— Task to complete —
Count the lines in the rows below that contain the string "tree", with case taken into account. Give only the number.

— Data shown —

==========

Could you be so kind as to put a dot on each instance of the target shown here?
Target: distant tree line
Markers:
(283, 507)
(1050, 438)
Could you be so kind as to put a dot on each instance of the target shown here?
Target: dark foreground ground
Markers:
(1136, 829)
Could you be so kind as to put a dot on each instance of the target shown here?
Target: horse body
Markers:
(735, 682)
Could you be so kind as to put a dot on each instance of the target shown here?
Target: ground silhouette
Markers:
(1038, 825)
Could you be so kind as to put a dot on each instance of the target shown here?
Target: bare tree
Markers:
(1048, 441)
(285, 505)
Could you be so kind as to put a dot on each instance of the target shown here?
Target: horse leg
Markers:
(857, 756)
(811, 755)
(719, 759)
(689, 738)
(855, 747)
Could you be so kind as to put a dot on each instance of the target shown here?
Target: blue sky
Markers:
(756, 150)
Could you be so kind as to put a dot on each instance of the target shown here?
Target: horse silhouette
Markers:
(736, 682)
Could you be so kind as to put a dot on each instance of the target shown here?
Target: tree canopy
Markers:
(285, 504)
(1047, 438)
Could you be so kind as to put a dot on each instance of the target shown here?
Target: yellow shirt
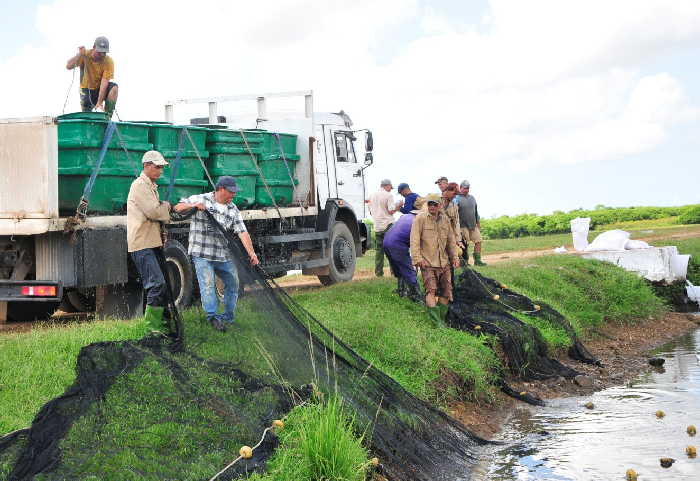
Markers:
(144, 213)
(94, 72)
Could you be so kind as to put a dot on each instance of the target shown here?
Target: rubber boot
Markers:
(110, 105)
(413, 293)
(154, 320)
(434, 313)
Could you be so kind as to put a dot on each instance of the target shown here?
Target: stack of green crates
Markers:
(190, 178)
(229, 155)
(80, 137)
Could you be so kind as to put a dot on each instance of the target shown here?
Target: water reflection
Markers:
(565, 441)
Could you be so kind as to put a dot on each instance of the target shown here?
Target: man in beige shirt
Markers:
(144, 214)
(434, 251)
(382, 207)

==========

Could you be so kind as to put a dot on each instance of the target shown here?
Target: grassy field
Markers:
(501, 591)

==========

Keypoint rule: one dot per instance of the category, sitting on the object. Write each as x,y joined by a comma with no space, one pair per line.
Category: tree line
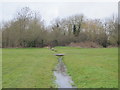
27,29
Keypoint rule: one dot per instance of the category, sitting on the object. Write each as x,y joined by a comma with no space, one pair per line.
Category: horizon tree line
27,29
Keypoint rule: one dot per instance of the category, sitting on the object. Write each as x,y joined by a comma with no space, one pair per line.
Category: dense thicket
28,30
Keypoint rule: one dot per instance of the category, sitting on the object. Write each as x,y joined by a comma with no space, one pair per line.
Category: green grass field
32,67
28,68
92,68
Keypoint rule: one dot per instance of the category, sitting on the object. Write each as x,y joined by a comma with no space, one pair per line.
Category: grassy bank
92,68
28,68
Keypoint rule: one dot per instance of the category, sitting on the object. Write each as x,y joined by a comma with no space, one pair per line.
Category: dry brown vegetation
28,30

==========

— Final answer —
5